* Start INPUT DATA *

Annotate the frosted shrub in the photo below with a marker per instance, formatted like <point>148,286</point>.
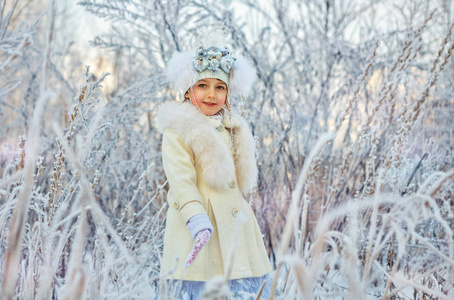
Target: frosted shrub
<point>353,122</point>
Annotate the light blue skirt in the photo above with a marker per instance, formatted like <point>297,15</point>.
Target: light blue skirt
<point>244,288</point>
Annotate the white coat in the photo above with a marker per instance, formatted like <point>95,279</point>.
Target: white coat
<point>206,176</point>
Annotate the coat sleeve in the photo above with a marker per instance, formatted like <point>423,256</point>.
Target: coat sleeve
<point>178,161</point>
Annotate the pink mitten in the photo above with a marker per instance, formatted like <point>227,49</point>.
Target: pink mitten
<point>201,239</point>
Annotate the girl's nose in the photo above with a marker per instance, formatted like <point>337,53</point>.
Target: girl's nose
<point>211,93</point>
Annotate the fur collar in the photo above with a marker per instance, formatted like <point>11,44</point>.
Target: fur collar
<point>199,134</point>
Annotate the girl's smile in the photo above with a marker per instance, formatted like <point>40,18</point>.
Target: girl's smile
<point>208,95</point>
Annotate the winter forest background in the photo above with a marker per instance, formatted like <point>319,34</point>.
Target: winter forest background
<point>352,112</point>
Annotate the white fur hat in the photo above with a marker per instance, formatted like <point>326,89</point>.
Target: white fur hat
<point>184,69</point>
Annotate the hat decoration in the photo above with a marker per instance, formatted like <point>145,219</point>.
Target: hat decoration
<point>184,69</point>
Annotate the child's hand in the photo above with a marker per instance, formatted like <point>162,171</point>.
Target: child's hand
<point>201,239</point>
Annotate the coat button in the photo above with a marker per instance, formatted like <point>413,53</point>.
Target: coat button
<point>235,212</point>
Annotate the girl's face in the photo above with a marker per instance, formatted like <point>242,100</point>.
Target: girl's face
<point>210,95</point>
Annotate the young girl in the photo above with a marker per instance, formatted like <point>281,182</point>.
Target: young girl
<point>208,154</point>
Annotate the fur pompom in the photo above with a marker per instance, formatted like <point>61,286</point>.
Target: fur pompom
<point>180,72</point>
<point>244,76</point>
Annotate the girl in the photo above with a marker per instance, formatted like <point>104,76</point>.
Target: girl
<point>208,155</point>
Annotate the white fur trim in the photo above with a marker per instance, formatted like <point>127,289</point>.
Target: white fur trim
<point>199,135</point>
<point>181,73</point>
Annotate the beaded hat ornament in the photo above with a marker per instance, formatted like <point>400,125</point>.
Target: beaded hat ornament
<point>211,60</point>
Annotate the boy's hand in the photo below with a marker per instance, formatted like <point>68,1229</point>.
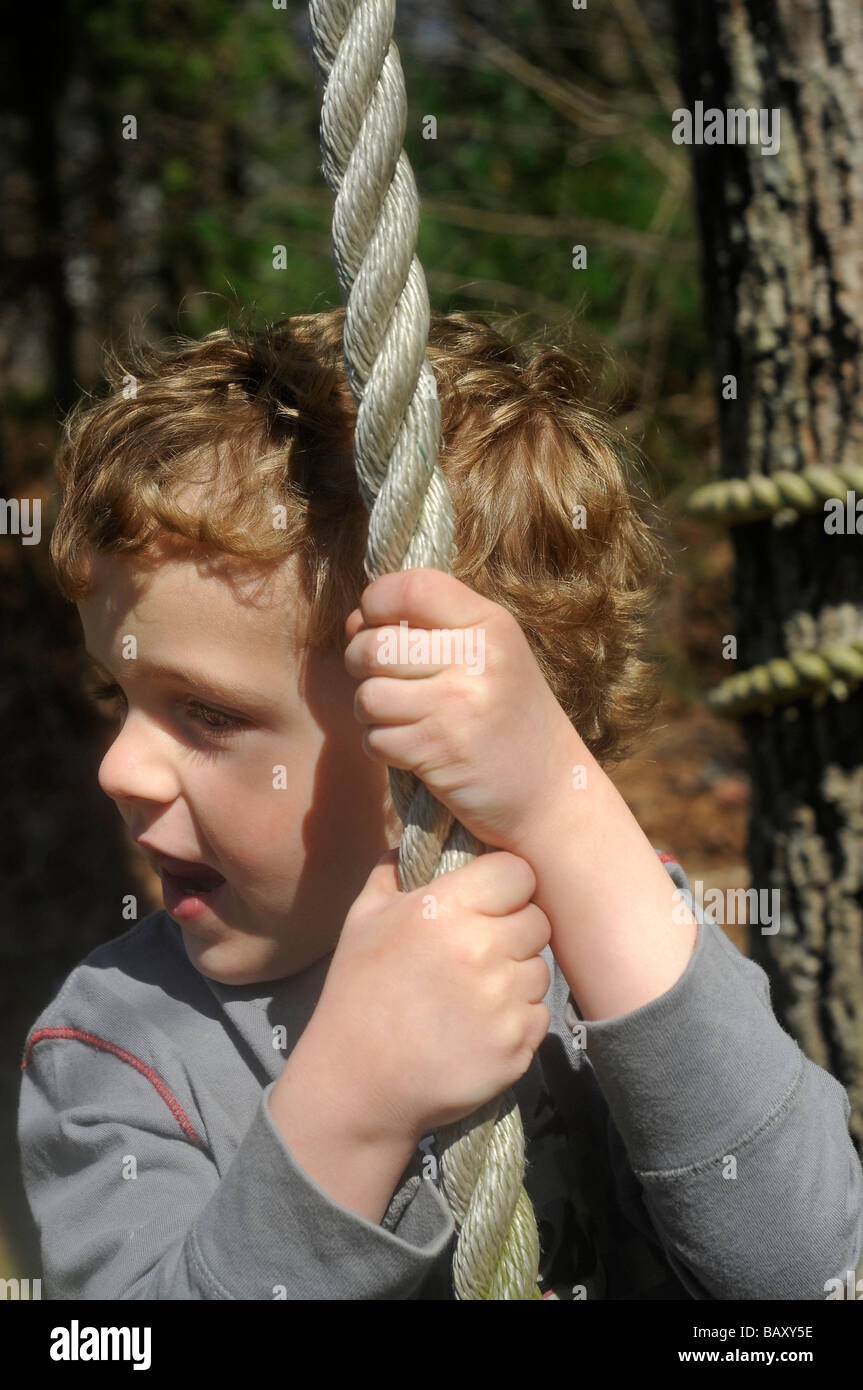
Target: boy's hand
<point>482,730</point>
<point>432,1002</point>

* End INPUT DATA *

**YOUR GOAL**
Revise the records by replacing "Annotate" with "Label" everywhere, changing nothing else. Leave out the pictures when you write them out.

**FINAL RESULT**
Label the frosted shrub in the photo below with a marker per instance, formatted like <point>148,286</point>.
Target: frosted shrub
<point>353,122</point>
Label the light blue skirt in the photo above with a marker per instance, formatted like <point>297,15</point>.
Target: light blue skirt
<point>244,288</point>
Label the white coat in the photo above with a marker per instance, formatted like <point>95,279</point>.
Target: white coat
<point>206,176</point>
Label the coat sleeve in the photo above with a marker per instance, formatted like <point>423,256</point>.
Target: coat sleeve
<point>178,161</point>
Label the pink mitten in the photo above with a marker per instance, formatted like <point>227,49</point>.
Target: pink mitten
<point>201,239</point>
Label the girl's nose in the photo above with a marker per instance, formatted like <point>337,53</point>.
Target: girl's nose
<point>211,93</point>
Label the fur collar in the photo above with a marker per instance, formatted like <point>11,44</point>.
Target: fur collar
<point>199,134</point>
Label the girl's smile in the photo above with a marker per instance, formatted like <point>40,18</point>.
Target: girl's smile
<point>208,95</point>
Label the winter forest background in the photo above with a marker per instance, formatted like <point>319,34</point>.
Target: winter forest background
<point>352,112</point>
Label the white fur hat in the photo above with a marker per instance, formatted like <point>326,89</point>.
Target: white fur hat
<point>184,69</point>
Label the hat decoration in the photo above with a marker per instance, formatted like <point>145,219</point>.
Target: hat decoration
<point>184,69</point>
Label the child's hand in the photo above with a marker per instance, formatted like <point>162,171</point>.
Target: child's hand
<point>201,239</point>
Label the coat button in the photo above with a marker per instance, formatted like <point>413,53</point>.
Target: coat button
<point>235,212</point>
Label the girl's face in the photo above with a marker per instance, formatted like <point>242,100</point>.
Target: girl's face
<point>210,95</point>
Label the young girl in the photo above with a marker per instance, formatted like <point>281,182</point>.
Target: young girl
<point>208,154</point>
Label the fur pompom in the photo above with a marker per instance, formatted like <point>61,286</point>.
Target: fur pompom
<point>180,72</point>
<point>244,76</point>
Label the girl in the photo above with a marker per instance, formatted like <point>104,76</point>.
Target: girl
<point>208,155</point>
Label the white fur trim in the photo above with a marker per instance, formatted like <point>127,289</point>.
Target: white fur trim
<point>199,135</point>
<point>181,73</point>
Label the beaded hat ornament in the photo above with a marker per instance, formatted like <point>400,125</point>.
Target: beaded hat ornament
<point>211,60</point>
Label the boy's hand in the photo below with a marker per instance, formatted like <point>68,1229</point>.
Target: boy's hand
<point>482,730</point>
<point>432,1002</point>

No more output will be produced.